[Information provided start]

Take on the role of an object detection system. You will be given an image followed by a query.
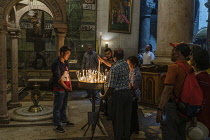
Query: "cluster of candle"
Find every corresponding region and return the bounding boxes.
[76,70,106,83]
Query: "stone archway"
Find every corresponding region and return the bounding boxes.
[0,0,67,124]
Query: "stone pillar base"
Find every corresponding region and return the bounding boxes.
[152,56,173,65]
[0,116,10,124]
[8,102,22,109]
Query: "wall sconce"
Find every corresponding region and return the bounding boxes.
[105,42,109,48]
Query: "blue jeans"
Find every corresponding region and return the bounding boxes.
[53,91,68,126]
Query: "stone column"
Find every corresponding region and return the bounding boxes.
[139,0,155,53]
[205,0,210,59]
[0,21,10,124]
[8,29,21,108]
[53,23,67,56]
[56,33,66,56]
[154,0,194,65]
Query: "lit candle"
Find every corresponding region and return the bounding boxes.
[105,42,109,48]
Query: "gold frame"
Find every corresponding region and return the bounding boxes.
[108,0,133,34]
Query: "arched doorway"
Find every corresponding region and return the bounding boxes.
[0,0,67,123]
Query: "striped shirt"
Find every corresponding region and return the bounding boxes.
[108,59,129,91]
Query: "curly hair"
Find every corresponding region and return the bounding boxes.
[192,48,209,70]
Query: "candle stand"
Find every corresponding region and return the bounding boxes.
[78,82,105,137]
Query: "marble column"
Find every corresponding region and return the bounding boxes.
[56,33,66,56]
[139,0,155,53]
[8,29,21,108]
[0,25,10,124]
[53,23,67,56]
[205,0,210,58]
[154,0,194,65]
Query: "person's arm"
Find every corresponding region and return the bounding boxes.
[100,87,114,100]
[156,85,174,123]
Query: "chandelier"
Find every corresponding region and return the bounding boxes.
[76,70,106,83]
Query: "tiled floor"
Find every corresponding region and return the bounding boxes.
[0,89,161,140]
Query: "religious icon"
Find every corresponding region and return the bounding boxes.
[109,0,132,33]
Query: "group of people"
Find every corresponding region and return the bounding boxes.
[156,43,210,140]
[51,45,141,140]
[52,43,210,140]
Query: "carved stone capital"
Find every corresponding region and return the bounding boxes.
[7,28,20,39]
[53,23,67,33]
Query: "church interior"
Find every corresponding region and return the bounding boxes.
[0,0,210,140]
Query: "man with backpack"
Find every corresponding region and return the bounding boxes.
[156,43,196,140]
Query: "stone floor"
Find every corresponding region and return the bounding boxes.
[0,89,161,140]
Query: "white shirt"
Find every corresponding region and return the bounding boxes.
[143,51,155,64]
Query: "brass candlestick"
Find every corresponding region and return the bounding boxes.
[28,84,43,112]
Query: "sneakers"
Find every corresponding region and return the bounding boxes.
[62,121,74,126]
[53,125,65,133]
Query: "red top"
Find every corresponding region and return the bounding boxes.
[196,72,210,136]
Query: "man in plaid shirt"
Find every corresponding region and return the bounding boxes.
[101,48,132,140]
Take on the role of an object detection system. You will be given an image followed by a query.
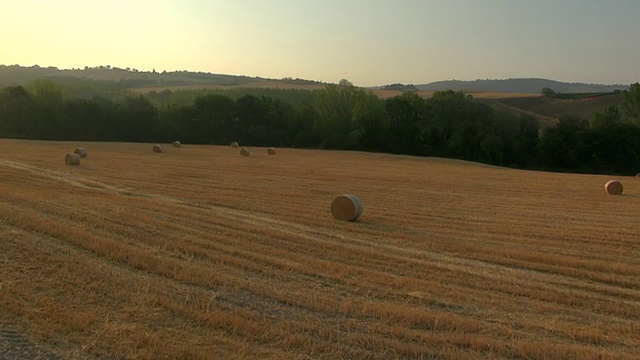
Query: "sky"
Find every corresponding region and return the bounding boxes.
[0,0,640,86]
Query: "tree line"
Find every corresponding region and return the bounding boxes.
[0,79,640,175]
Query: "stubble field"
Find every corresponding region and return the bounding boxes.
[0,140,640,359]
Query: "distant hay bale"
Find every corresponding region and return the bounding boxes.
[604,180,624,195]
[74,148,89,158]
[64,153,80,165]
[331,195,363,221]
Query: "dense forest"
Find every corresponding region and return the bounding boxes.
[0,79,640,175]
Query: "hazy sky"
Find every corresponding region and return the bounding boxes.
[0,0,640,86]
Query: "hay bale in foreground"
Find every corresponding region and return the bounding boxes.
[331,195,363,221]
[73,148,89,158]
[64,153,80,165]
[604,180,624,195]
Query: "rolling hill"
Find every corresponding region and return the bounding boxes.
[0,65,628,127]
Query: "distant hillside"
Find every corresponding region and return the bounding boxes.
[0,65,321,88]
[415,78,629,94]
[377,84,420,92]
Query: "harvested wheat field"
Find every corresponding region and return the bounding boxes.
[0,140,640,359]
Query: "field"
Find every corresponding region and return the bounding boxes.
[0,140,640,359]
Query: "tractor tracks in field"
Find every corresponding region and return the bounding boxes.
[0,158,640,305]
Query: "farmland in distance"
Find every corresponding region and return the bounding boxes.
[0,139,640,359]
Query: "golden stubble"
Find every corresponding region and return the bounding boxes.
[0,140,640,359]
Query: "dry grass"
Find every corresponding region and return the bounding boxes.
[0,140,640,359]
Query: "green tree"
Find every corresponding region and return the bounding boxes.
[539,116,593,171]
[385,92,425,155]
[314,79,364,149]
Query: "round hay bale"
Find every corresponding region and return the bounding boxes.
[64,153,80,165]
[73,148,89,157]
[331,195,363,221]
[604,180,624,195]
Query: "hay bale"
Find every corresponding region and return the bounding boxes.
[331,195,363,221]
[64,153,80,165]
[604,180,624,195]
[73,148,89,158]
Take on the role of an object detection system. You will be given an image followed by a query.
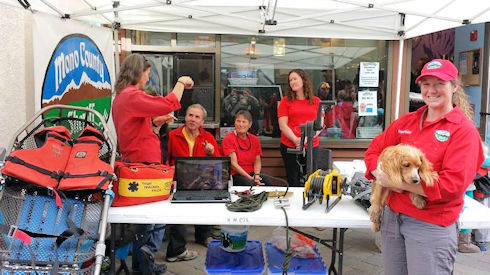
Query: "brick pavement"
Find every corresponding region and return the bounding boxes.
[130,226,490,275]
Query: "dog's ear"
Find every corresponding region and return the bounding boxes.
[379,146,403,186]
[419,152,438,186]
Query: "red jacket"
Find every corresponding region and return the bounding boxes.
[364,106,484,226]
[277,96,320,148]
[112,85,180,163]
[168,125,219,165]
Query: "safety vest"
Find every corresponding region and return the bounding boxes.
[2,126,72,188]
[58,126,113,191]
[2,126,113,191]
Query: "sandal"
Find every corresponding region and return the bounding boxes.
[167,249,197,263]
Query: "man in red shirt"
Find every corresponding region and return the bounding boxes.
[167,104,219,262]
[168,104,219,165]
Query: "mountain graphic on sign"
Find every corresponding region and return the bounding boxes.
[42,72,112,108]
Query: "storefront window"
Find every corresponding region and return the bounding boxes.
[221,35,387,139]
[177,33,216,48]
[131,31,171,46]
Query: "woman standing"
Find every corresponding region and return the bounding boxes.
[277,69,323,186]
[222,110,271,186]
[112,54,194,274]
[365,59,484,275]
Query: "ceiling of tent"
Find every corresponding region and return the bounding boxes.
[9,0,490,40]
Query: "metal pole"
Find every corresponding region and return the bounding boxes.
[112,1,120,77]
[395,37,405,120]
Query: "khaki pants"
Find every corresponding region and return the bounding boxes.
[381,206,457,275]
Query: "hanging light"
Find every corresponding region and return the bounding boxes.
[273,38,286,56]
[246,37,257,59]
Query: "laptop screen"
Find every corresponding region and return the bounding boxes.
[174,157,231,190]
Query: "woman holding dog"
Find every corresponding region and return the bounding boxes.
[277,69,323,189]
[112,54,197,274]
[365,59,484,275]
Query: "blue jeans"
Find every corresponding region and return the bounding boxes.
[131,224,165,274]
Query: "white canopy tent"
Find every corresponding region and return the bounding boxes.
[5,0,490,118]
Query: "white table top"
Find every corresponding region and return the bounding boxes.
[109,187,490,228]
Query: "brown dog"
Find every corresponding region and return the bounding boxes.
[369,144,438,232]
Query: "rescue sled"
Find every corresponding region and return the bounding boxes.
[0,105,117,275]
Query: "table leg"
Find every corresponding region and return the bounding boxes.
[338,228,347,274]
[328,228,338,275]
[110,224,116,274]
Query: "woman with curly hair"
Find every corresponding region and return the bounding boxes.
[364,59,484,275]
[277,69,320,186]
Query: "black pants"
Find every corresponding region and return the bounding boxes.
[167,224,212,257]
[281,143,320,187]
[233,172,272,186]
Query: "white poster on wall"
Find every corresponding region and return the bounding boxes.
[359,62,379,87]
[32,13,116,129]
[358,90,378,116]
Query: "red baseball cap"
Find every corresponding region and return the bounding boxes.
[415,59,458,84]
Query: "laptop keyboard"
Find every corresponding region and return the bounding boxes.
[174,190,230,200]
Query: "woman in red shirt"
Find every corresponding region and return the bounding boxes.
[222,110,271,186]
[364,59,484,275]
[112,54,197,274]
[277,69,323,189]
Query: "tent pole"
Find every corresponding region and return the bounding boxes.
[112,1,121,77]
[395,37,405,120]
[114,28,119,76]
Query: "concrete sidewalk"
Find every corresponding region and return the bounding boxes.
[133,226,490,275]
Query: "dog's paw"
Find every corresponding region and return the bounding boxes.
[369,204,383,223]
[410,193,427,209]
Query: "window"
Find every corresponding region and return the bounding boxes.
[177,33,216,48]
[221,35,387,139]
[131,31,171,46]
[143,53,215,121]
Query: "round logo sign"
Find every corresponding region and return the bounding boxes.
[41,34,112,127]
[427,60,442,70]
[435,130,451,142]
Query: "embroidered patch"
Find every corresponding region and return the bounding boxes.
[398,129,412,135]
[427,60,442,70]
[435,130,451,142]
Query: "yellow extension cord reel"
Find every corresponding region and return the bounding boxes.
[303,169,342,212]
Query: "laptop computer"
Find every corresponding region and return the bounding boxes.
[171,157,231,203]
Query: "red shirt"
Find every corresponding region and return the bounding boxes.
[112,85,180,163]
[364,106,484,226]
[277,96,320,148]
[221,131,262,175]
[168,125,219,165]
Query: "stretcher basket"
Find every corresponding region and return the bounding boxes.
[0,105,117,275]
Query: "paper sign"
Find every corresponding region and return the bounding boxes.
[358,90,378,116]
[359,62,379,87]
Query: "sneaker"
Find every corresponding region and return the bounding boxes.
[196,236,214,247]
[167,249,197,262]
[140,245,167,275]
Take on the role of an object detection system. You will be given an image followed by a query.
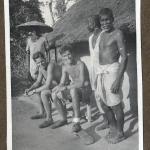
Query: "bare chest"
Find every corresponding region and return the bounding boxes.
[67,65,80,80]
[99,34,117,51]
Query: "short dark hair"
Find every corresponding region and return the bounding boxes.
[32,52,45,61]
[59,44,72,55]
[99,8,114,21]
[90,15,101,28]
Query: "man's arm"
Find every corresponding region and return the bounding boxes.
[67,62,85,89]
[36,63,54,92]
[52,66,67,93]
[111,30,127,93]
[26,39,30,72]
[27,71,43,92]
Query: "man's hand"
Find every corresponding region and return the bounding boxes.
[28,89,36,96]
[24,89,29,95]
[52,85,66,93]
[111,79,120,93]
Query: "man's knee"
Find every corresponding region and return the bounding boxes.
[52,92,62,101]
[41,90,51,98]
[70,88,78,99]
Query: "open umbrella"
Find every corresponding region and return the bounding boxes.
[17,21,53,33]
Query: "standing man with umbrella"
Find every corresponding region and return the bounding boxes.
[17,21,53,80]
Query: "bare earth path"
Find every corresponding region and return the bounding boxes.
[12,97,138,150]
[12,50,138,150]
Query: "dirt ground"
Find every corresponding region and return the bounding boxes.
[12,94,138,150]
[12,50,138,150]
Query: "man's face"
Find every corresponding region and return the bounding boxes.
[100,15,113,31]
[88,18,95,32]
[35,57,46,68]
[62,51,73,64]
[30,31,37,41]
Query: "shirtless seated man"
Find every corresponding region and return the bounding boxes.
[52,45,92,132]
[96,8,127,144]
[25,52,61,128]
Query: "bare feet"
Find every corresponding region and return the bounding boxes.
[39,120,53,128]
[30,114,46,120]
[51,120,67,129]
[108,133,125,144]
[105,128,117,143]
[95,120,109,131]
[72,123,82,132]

[Information provided end]

Start at the beginning of the data and stop after the line that contains "[78,82,105,137]". Rewrite those lines with "stone" replaced by "brick" and everything else unchanged, and leave out the pictures.

Take on the role of an object detection system. You will be given an image followed by a query.
Query: "cluster of candle"
Find every corresponding region and return the bounding boxes.
[76,70,106,83]
Query: "brick archway"
Find every corresponding region and return the bounding boxes.
[0,0,67,124]
Query: "brick pillar base"
Find every corresponding region and return the bounding boxes.
[152,56,173,65]
[0,116,10,124]
[8,102,22,109]
Query: "wall sconce"
Find every corresponding region and return the bounding boxes.
[105,42,109,48]
Query: "blue jeans"
Find every corresponding region and return the bounding boxes.
[53,91,68,126]
Query: "brick column"
Find every corresponding region and return the bounding boxes.
[139,0,155,53]
[205,0,210,59]
[0,21,10,124]
[8,29,21,108]
[53,23,67,56]
[56,33,66,56]
[154,0,194,65]
Query: "lit candle"
Find every corresponding region and return the bounding boxes.
[105,42,109,48]
Query: "gold frame"
Find every corresponding region and return the bounding boxes.
[108,0,133,34]
Query: "arched doorway"
Find every corresponding region and return the bounding boxes.
[0,0,67,123]
Query: "striped shirt"
Find every corresponding region and return the bounding boxes.
[108,59,129,91]
Query: "curly hair"
Find every corresponding region and return the bounding boxes.
[192,48,209,70]
Query: "candle stand"
Find every corresponding region and return the bounding boxes.
[78,82,105,137]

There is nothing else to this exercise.